Exercise directions>
List every place name that appears in the article below about the court ruling.

Page text>
Start of Block
LIHU‘E — Fifth Circuit Judge Kathleen Watanabe on Tuesday dismissed a citizen challenge of the planned widening of Kuhio Highway in Wailua.
Waldeen K. Palmeira of Wailua argued state and federal authorities failed to follow their rules regarding consulting Native Hawaiian cultural practitioners before allowing the project to go forward, and that she is sure ancient Hawaiian burials exist along the road-widening route.
Watanabe said that without testimony from witnesses who have knowledge of the suspected burials, she had no choice but to grant the state Department of Transportation’s motion for summary judgment, effectively giving the project the green light to proceed and ending the legal matter unless Palmeira appeals the decision.
Palmeira and the Native Hawaiian Legal Corporation had sought a preliminary injunction and summary judgment in October 2009, saying an environmental impact statement is necessary before the project should be allowed to proceed.
The state motions were to dismiss the lawsuit for lack of merit or, in the alternative, to grant summary judgment in favor of the state, either of which would effectively allow the project to proceed.
End of Block
Supplied entries>
Start of Block
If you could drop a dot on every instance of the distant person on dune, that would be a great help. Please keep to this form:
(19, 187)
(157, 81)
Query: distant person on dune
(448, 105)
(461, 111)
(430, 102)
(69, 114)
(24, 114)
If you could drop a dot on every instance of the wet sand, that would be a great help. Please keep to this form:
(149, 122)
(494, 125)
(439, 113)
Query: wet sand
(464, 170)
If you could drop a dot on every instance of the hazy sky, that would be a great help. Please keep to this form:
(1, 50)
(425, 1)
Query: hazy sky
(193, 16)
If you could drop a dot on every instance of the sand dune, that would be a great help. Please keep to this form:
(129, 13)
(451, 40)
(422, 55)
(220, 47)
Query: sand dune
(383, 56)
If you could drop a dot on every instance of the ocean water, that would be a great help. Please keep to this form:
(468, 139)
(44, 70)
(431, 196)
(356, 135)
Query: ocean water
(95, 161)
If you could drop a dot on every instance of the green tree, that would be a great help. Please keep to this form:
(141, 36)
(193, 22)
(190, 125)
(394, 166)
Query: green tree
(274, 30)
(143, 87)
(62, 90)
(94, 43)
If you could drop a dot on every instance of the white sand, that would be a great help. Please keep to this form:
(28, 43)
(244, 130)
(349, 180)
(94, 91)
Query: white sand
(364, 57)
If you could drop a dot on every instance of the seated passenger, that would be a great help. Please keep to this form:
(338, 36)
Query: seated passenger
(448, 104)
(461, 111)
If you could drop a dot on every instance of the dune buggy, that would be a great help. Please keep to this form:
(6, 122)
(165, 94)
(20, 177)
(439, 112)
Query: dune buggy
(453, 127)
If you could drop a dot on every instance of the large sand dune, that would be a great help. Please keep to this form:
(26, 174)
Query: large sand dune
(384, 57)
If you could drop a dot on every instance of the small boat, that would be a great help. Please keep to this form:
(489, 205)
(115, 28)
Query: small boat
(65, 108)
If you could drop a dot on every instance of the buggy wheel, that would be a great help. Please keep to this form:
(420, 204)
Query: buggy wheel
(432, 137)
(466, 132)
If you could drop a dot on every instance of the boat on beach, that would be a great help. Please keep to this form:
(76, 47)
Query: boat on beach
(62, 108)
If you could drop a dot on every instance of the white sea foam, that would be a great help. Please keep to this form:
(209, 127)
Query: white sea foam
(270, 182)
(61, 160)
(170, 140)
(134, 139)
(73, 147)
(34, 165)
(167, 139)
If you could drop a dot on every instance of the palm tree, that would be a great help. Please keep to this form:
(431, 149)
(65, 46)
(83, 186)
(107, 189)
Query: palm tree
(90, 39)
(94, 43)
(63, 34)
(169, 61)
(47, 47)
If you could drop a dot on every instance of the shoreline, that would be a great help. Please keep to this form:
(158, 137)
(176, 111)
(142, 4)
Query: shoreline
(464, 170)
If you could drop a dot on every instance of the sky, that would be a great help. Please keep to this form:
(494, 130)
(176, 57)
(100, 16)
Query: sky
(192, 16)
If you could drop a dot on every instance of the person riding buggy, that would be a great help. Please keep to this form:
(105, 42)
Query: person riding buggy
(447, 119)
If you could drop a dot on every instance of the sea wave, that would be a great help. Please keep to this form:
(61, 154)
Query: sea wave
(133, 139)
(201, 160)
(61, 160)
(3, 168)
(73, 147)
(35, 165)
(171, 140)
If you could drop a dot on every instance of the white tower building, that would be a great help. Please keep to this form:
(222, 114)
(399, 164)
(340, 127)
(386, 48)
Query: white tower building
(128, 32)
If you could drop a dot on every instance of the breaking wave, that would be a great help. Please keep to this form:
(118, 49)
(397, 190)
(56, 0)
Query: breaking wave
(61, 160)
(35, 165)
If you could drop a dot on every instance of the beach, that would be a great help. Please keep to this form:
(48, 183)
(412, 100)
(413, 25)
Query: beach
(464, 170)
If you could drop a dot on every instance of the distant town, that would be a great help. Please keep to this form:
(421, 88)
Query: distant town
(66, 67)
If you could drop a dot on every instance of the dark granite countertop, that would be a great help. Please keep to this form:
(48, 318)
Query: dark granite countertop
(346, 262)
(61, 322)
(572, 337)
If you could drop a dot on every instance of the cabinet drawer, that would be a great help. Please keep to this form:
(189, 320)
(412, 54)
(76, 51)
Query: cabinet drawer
End of Block
The answer>
Lihu‘e, Kuhio Highway, Wailua